(Material provided Opens)

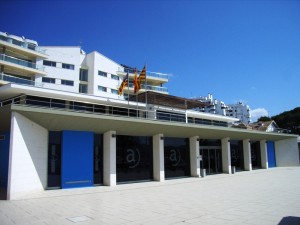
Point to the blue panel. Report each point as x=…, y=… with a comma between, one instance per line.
x=4, y=158
x=271, y=154
x=77, y=159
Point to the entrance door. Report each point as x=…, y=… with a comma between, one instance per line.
x=211, y=159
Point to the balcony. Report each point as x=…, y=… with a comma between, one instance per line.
x=21, y=63
x=153, y=78
x=20, y=42
x=11, y=79
x=148, y=88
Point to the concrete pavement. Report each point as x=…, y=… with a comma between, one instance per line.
x=260, y=197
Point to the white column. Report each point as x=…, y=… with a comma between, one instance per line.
x=226, y=159
x=158, y=158
x=247, y=154
x=286, y=152
x=28, y=153
x=263, y=154
x=194, y=156
x=109, y=158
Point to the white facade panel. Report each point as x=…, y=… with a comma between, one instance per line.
x=61, y=56
x=28, y=157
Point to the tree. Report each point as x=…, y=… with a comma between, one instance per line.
x=289, y=120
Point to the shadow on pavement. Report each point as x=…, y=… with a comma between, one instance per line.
x=290, y=220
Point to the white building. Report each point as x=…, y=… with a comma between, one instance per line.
x=63, y=126
x=240, y=111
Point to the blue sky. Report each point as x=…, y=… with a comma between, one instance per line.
x=236, y=50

(Material provided Closes)

● Exercise directions
From the first line to the last, retype the data above exactly, but not its images.

● Solved problem
Point to the blue panel. Report each point as x=…, y=… with a comma between, one instance per line.
x=4, y=158
x=271, y=154
x=77, y=159
Point to the entrance door. Report each point as x=…, y=… with a comma between, one instance per line.
x=211, y=159
Point to the balcony. Report each point as x=…, y=… with a comma between, one instance per line.
x=21, y=63
x=153, y=78
x=20, y=42
x=11, y=79
x=148, y=88
Point to the concrete pavement. Report each point as x=…, y=… with a comma between, one instance per line.
x=260, y=197
Point to the white column. Report each point as x=…, y=… with a comma between, one instance per line.
x=226, y=159
x=158, y=158
x=247, y=154
x=286, y=152
x=28, y=153
x=263, y=154
x=194, y=156
x=109, y=158
Point to the white facade panel. Report each point as x=…, y=… with a comma between, one instance per line.
x=61, y=56
x=28, y=157
Point to the tree. Report each point as x=…, y=… with a comma between, one instance per line.
x=289, y=120
Point to the shadow on pavement. Report each point as x=…, y=… with a comma between, one instance per line.
x=290, y=220
Point to the white building. Report each point as x=…, y=… with a comma between, one instance per line.
x=63, y=126
x=240, y=111
Point to the blue sky. Report each point as x=…, y=… with a comma between, one instance per line.
x=236, y=50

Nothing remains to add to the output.